# [Objective]
Count the lines in the records that contain the string "sunflower", treating uppercase and lowercase as different, and reply with only that number.
____ Dataset entries
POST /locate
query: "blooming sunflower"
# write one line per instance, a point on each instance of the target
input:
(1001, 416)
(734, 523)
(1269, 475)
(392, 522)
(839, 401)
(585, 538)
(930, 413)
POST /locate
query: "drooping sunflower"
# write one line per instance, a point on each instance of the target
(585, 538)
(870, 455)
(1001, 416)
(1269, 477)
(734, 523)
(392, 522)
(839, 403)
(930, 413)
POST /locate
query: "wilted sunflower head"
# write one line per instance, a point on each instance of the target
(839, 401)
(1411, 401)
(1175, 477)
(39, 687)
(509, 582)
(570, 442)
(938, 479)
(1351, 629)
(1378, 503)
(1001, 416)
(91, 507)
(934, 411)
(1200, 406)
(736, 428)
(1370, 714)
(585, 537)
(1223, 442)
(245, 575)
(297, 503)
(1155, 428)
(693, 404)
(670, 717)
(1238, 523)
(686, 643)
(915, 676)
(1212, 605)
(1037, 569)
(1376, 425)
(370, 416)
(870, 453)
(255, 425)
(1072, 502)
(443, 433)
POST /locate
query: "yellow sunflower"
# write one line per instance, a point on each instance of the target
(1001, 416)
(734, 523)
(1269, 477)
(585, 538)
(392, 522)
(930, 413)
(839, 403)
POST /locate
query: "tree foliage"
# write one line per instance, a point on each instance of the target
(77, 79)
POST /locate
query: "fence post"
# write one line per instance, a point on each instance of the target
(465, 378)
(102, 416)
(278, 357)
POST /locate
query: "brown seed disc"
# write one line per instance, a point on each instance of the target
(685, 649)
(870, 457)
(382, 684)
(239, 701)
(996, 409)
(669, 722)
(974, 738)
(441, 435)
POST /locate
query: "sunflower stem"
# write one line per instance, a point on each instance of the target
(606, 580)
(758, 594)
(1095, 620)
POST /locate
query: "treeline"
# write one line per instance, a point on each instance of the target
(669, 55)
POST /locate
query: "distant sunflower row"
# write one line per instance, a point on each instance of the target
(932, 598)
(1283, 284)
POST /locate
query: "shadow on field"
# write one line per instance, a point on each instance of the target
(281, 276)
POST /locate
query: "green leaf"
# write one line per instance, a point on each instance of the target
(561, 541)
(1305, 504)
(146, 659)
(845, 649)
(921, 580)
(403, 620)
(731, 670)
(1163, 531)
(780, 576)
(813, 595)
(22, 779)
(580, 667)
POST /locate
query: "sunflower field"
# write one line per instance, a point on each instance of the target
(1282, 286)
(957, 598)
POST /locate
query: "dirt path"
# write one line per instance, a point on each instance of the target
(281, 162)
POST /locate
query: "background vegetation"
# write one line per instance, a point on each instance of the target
________
# [Right answer]
7